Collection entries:
:::::

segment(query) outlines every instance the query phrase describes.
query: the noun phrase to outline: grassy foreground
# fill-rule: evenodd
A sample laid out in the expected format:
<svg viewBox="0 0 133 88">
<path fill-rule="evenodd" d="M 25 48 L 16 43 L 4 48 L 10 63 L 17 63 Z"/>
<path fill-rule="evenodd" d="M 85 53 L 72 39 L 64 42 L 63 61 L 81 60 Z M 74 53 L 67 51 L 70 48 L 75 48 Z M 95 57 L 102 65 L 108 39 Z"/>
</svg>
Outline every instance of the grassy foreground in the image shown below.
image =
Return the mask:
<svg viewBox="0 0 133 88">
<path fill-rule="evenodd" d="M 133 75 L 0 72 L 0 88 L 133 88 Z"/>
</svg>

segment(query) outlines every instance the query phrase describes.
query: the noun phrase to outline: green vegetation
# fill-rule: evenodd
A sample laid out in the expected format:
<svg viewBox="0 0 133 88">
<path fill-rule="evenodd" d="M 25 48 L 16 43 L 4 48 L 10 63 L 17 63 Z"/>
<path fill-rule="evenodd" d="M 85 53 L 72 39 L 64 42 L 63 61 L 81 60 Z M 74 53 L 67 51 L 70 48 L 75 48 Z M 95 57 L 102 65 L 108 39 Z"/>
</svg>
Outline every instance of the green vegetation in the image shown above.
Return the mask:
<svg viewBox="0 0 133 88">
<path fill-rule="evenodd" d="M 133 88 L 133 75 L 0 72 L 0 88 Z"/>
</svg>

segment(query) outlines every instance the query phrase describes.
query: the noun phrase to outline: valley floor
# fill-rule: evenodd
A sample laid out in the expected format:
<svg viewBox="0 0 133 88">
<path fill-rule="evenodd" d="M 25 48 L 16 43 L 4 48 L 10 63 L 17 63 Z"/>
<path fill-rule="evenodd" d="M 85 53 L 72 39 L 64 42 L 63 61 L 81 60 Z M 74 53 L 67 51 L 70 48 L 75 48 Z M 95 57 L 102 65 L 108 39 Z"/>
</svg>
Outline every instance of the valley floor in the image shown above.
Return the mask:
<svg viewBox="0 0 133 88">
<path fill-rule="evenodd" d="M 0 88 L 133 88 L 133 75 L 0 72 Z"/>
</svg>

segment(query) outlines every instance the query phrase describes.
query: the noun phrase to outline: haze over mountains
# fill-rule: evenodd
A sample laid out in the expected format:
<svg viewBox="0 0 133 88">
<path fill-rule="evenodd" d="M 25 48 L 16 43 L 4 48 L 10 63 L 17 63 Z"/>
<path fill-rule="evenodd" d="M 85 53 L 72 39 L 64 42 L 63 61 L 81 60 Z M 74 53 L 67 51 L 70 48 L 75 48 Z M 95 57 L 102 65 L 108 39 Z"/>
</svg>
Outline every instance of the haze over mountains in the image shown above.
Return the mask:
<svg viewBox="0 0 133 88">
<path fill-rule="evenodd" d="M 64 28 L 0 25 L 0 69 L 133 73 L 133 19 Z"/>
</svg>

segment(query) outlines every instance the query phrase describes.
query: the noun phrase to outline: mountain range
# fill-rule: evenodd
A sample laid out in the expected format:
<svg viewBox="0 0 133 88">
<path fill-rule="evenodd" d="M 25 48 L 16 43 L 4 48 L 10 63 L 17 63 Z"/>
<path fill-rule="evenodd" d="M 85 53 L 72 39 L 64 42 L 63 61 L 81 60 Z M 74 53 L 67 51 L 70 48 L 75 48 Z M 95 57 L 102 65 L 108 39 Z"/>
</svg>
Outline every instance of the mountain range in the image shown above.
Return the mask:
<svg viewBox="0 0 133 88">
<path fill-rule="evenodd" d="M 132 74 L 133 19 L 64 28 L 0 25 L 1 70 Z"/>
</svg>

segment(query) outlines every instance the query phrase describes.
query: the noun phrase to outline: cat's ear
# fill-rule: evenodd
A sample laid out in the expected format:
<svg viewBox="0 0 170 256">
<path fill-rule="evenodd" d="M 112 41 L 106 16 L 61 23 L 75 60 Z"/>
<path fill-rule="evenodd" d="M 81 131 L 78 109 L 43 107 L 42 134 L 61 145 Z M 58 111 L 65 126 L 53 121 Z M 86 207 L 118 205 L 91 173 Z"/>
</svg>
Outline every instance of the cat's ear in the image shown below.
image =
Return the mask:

:::::

**Objective:**
Reproduce the full listing exactly.

**Task answer:**
segment(query) outlines every instance the query phrase describes.
query: the noun phrase to outline: grassy foreground
# fill-rule: evenodd
A sample laid out in the expected format:
<svg viewBox="0 0 133 88">
<path fill-rule="evenodd" d="M 25 48 L 16 43 L 4 48 L 10 63 L 17 63 Z"/>
<path fill-rule="evenodd" d="M 85 53 L 72 39 L 64 42 L 63 61 L 81 60 Z M 74 53 L 67 51 L 70 48 L 75 48 Z M 95 57 L 102 65 L 108 39 Z"/>
</svg>
Outline every instance of the grassy foreground in the image shown below.
image =
Return the mask:
<svg viewBox="0 0 133 88">
<path fill-rule="evenodd" d="M 133 75 L 0 72 L 0 88 L 133 88 Z"/>
</svg>

segment(query) outlines every instance the query phrase describes.
query: the noun phrase to outline: green vegetation
# fill-rule: evenodd
A sample laid out in the expected format:
<svg viewBox="0 0 133 88">
<path fill-rule="evenodd" d="M 25 48 L 16 43 L 4 48 L 10 63 L 17 63 Z"/>
<path fill-rule="evenodd" d="M 85 53 L 72 39 L 64 42 L 63 61 L 81 60 Z M 74 53 L 67 51 L 70 48 L 75 48 Z M 95 57 L 102 65 L 108 39 Z"/>
</svg>
Outline every instance of the green vegetation in the image shown above.
Return the mask:
<svg viewBox="0 0 133 88">
<path fill-rule="evenodd" d="M 133 88 L 133 75 L 0 72 L 0 88 Z"/>
</svg>

segment(query) outlines every instance the query phrase describes.
query: the noun phrase to outline: valley floor
# fill-rule: evenodd
A sample laid out in the expected format:
<svg viewBox="0 0 133 88">
<path fill-rule="evenodd" d="M 25 48 L 16 43 L 4 48 L 10 63 L 17 63 Z"/>
<path fill-rule="evenodd" d="M 85 53 L 72 39 L 64 42 L 63 61 L 81 60 Z M 74 53 L 67 51 L 70 48 L 75 48 Z M 95 57 L 102 65 L 108 39 Z"/>
</svg>
Outline every instance of the valley floor in the image shown above.
Return the mask:
<svg viewBox="0 0 133 88">
<path fill-rule="evenodd" d="M 0 88 L 133 88 L 133 75 L 0 72 Z"/>
</svg>

segment(query) outlines every instance the query phrase describes.
query: the noun phrase to outline: haze over mountains
# fill-rule: evenodd
A sample laid out in the expected format:
<svg viewBox="0 0 133 88">
<path fill-rule="evenodd" d="M 25 48 L 16 43 L 4 48 L 10 63 L 17 63 Z"/>
<path fill-rule="evenodd" d="M 85 53 L 72 39 L 64 42 L 63 61 L 81 60 Z M 74 53 L 67 51 L 70 48 L 75 48 Z M 95 57 L 102 65 L 108 39 Z"/>
</svg>
Outline every instance of the haze over mountains in the image shown above.
Return the mask:
<svg viewBox="0 0 133 88">
<path fill-rule="evenodd" d="M 64 28 L 0 25 L 0 69 L 133 73 L 133 19 Z"/>
</svg>

segment(query) outlines every instance the query phrase describes.
query: the noun phrase to outline: mountain range
# fill-rule: evenodd
A sample laid out in the expected format:
<svg viewBox="0 0 133 88">
<path fill-rule="evenodd" d="M 25 48 L 16 43 L 4 48 L 10 63 L 17 63 Z"/>
<path fill-rule="evenodd" d="M 85 53 L 72 39 L 64 42 L 63 61 L 81 60 Z M 74 53 L 67 51 L 70 48 L 75 48 Z M 95 57 L 102 65 L 108 39 Z"/>
</svg>
Outline every instance of the mountain range in the image shown above.
Return the mask:
<svg viewBox="0 0 133 88">
<path fill-rule="evenodd" d="M 132 74 L 133 19 L 64 28 L 0 25 L 1 70 Z"/>
</svg>

segment(query) outlines every instance the query phrase describes.
query: the noun phrase to outline: cat's ear
# fill-rule: evenodd
A sample laid out in the expected format:
<svg viewBox="0 0 170 256">
<path fill-rule="evenodd" d="M 112 41 L 106 16 L 61 23 L 75 60 Z"/>
<path fill-rule="evenodd" d="M 81 131 L 78 109 L 43 107 L 42 134 L 61 145 Z M 58 111 L 65 126 L 53 121 Z M 86 207 L 118 205 L 91 173 Z"/>
</svg>
Outline every instance of the cat's ear in the image shown below.
image =
Return the mask:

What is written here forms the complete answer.